» **WHAT TO PRODUCE**:
Lay out every line of the rows below as a Markdown table with the columns No. and Line, numbering the lines in order and skipping blank ones.

» **RECORDS FOR PROCESSING**:
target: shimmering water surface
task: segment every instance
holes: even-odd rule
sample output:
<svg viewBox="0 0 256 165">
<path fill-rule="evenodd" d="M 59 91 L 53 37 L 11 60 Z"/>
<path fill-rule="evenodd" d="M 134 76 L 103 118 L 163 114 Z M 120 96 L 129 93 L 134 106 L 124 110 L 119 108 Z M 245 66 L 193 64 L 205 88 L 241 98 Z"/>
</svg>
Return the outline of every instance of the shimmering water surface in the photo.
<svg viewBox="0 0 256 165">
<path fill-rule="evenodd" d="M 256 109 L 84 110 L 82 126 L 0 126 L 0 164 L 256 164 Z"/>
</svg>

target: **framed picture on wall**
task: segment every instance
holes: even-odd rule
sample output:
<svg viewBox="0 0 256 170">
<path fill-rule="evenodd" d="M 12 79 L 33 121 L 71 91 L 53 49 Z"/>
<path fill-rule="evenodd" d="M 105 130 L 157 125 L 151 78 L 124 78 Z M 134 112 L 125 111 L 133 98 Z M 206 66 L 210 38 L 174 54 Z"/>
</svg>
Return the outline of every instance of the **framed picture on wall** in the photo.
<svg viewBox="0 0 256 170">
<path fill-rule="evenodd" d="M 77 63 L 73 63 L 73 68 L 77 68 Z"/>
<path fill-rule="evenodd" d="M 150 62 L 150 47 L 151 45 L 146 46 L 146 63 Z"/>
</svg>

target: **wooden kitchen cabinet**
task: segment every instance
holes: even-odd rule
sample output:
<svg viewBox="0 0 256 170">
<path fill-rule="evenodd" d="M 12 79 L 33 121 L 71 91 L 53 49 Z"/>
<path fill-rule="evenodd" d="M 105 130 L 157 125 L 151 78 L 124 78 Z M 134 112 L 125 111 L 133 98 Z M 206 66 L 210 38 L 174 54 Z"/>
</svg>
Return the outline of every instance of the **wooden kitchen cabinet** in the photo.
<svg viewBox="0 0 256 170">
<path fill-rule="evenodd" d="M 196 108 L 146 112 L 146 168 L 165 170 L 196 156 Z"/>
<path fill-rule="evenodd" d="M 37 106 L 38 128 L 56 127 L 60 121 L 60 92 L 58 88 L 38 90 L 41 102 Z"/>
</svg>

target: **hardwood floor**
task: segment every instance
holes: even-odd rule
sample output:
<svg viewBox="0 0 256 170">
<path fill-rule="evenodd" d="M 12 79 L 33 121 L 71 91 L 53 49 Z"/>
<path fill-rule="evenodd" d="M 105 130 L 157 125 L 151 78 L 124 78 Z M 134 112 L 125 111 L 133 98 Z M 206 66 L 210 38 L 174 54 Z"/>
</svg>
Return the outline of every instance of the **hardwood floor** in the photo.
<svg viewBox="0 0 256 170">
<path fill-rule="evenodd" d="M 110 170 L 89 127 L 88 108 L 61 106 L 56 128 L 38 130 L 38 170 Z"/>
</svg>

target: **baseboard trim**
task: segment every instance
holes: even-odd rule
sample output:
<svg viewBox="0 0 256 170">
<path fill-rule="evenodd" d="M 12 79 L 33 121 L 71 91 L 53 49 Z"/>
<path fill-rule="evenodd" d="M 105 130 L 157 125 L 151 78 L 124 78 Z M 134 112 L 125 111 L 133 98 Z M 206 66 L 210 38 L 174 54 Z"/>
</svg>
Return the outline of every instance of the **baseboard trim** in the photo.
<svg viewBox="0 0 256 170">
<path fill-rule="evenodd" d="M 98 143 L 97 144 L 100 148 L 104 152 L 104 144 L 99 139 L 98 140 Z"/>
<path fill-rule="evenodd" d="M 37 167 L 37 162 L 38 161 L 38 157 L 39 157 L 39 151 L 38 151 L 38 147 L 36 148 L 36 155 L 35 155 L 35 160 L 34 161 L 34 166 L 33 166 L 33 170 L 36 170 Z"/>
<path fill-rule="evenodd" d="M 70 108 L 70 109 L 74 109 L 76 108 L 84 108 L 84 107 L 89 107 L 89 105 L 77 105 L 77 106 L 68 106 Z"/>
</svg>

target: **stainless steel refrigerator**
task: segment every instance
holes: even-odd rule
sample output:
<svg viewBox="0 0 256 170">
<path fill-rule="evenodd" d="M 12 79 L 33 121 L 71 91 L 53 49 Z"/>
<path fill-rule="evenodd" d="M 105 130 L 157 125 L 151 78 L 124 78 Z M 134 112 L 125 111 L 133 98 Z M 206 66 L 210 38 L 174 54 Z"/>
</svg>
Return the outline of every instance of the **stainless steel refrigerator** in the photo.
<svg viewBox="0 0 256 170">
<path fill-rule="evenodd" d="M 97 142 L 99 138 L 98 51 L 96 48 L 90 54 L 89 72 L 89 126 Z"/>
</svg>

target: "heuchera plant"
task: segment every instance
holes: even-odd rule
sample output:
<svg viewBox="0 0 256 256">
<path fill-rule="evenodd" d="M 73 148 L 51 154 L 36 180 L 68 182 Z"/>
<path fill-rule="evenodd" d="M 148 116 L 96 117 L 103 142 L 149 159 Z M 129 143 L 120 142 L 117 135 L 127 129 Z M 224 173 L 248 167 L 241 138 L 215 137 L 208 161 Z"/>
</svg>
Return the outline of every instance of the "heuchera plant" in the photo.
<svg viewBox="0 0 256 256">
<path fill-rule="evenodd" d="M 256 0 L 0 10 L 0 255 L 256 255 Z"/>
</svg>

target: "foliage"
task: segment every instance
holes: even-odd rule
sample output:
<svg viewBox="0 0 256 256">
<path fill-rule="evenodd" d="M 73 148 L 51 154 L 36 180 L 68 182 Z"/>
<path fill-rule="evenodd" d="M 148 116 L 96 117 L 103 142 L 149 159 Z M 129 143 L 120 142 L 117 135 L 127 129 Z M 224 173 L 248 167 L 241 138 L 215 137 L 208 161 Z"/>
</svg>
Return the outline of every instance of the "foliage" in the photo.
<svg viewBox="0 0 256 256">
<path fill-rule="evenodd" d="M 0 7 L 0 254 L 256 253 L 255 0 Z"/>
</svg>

» **WRITTEN RESPONSE**:
| No. | Line |
|---|---|
| 1 | target: shimmering water surface |
| 2 | task: segment every instance |
| 3 | holes: even-odd rule |
| 4 | sample output: |
| 5 | <svg viewBox="0 0 256 165"> |
| 6 | <path fill-rule="evenodd" d="M 59 91 L 53 37 L 11 60 Z"/> |
| 7 | <path fill-rule="evenodd" d="M 134 76 L 103 118 L 163 114 Z M 120 96 L 129 93 L 134 106 L 124 110 L 119 108 Z M 245 66 L 193 64 L 205 88 L 241 98 Z"/> |
| 8 | </svg> |
| 9 | Return the outline of every instance of the shimmering water surface in the photo. |
| 10 | <svg viewBox="0 0 256 165"> |
| 11 | <path fill-rule="evenodd" d="M 256 109 L 84 110 L 82 126 L 0 126 L 0 164 L 256 164 Z"/> |
| 12 | </svg> |
| 13 | target: **framed picture on wall** |
| 14 | task: segment every instance |
| 15 | holes: even-odd rule |
| 16 | sample output: |
| 17 | <svg viewBox="0 0 256 170"> |
| 18 | <path fill-rule="evenodd" d="M 12 79 L 33 121 L 71 91 L 53 49 Z"/> |
| 19 | <path fill-rule="evenodd" d="M 105 130 L 157 125 L 151 78 L 124 78 Z M 134 112 L 125 111 L 133 98 Z M 206 66 L 210 38 L 174 54 Z"/> |
| 20 | </svg> |
| 21 | Return the outline of every instance of the **framed picture on wall** in the photo. |
| 22 | <svg viewBox="0 0 256 170"> |
| 23 | <path fill-rule="evenodd" d="M 77 63 L 73 63 L 73 68 L 77 68 Z"/> |
| 24 | <path fill-rule="evenodd" d="M 150 62 L 150 47 L 151 45 L 146 46 L 146 63 Z"/> |
| 25 | </svg> |
| 26 | target: **wooden kitchen cabinet** |
| 27 | task: segment every instance |
| 28 | holes: even-odd rule |
| 29 | sample output: |
| 30 | <svg viewBox="0 0 256 170"> |
| 31 | <path fill-rule="evenodd" d="M 12 79 L 33 121 L 71 91 L 53 49 Z"/> |
| 32 | <path fill-rule="evenodd" d="M 105 130 L 157 125 L 151 78 L 124 78 Z M 134 112 L 125 111 L 133 98 Z M 206 66 L 210 38 L 174 54 Z"/> |
| 33 | </svg> |
| 34 | Return the outline of every instance of the **wooden kitchen cabinet** in the photo. |
| 35 | <svg viewBox="0 0 256 170"> |
| 36 | <path fill-rule="evenodd" d="M 196 108 L 146 112 L 146 168 L 165 170 L 196 156 Z"/> |
| 37 | <path fill-rule="evenodd" d="M 37 106 L 38 128 L 56 127 L 60 121 L 60 92 L 58 88 L 38 90 L 41 102 Z"/> |
| 38 | </svg> |
| 39 | target: **hardwood floor** |
| 40 | task: segment every instance |
| 41 | holes: even-odd rule |
| 42 | sample output: |
| 43 | <svg viewBox="0 0 256 170"> |
| 44 | <path fill-rule="evenodd" d="M 12 79 L 33 121 L 71 91 L 53 49 Z"/> |
| 45 | <path fill-rule="evenodd" d="M 105 130 L 157 125 L 151 78 L 124 78 Z M 134 112 L 125 111 L 133 98 Z M 206 66 L 210 38 L 174 54 Z"/> |
| 46 | </svg> |
| 47 | Return the outline of every instance of the **hardwood floor** in the photo. |
| 48 | <svg viewBox="0 0 256 170"> |
| 49 | <path fill-rule="evenodd" d="M 110 170 L 89 127 L 88 108 L 61 106 L 56 128 L 38 130 L 38 170 Z"/> |
| 50 | </svg> |
| 51 | target: **baseboard trim** |
| 52 | task: segment every instance |
| 53 | holes: even-odd rule |
| 54 | sample output: |
| 55 | <svg viewBox="0 0 256 170"> |
| 56 | <path fill-rule="evenodd" d="M 12 79 L 33 121 L 71 91 L 53 49 Z"/> |
| 57 | <path fill-rule="evenodd" d="M 105 130 L 157 125 L 151 78 L 124 78 Z M 134 112 L 125 111 L 133 98 Z M 206 66 L 210 38 L 174 54 Z"/> |
| 58 | </svg> |
| 59 | Return the outline of every instance of the **baseboard trim** in the photo. |
| 60 | <svg viewBox="0 0 256 170"> |
| 61 | <path fill-rule="evenodd" d="M 98 143 L 97 144 L 100 148 L 104 152 L 104 144 L 99 139 L 98 140 Z"/> |
| 62 | <path fill-rule="evenodd" d="M 37 167 L 37 162 L 38 161 L 38 157 L 39 157 L 39 151 L 38 151 L 38 147 L 36 148 L 36 155 L 35 155 L 35 160 L 34 161 L 34 166 L 33 166 L 33 170 L 36 170 Z"/> |
| 63 | <path fill-rule="evenodd" d="M 70 108 L 70 109 L 74 109 L 76 108 L 84 108 L 84 107 L 89 107 L 89 105 L 77 105 L 77 106 L 68 106 Z"/> |
| 64 | </svg> |
| 65 | target: **stainless steel refrigerator** |
| 66 | task: segment every instance |
| 67 | holes: even-odd rule |
| 68 | sample output: |
| 69 | <svg viewBox="0 0 256 170"> |
| 70 | <path fill-rule="evenodd" d="M 12 79 L 33 121 L 71 91 L 53 49 Z"/> |
| 71 | <path fill-rule="evenodd" d="M 105 130 L 157 125 L 151 78 L 124 78 Z M 134 112 L 125 111 L 133 98 Z M 206 66 L 210 38 L 174 54 Z"/> |
| 72 | </svg> |
| 73 | Return the outline of every instance of the **stainless steel refrigerator** in the photo. |
| 74 | <svg viewBox="0 0 256 170"> |
| 75 | <path fill-rule="evenodd" d="M 97 142 L 99 138 L 98 51 L 96 48 L 90 54 L 89 72 L 89 126 Z"/> |
| 76 | </svg> |
| 77 | target: "heuchera plant" |
| 78 | task: segment every instance |
| 79 | holes: even-odd rule |
| 80 | sample output: |
| 81 | <svg viewBox="0 0 256 256"> |
| 82 | <path fill-rule="evenodd" d="M 73 148 L 51 154 L 36 180 L 68 182 Z"/> |
| 83 | <path fill-rule="evenodd" d="M 148 116 L 96 117 L 103 142 L 149 159 Z M 129 143 L 120 142 L 117 135 L 127 129 Z M 224 173 L 248 167 L 241 138 L 215 137 L 208 161 Z"/> |
| 84 | </svg> |
| 85 | Return the outline of every instance of the "heuchera plant" in the photo. |
| 86 | <svg viewBox="0 0 256 256"> |
| 87 | <path fill-rule="evenodd" d="M 256 0 L 0 10 L 0 255 L 256 255 Z"/> |
| 88 | </svg> |
| 89 | target: "foliage" |
| 90 | task: segment every instance |
| 91 | holes: even-odd rule |
| 92 | sample output: |
| 93 | <svg viewBox="0 0 256 256"> |
| 94 | <path fill-rule="evenodd" d="M 73 148 L 51 154 L 36 180 L 68 182 Z"/> |
| 95 | <path fill-rule="evenodd" d="M 148 116 L 96 117 L 103 142 L 149 159 Z M 129 143 L 120 142 L 117 135 L 127 129 Z M 224 173 L 248 167 L 241 138 L 215 137 L 208 161 Z"/> |
| 96 | </svg> |
| 97 | Return the outline of every instance of the "foliage" in the photo. |
| 98 | <svg viewBox="0 0 256 256"> |
| 99 | <path fill-rule="evenodd" d="M 0 7 L 0 254 L 256 253 L 255 0 Z"/> |
| 100 | </svg> |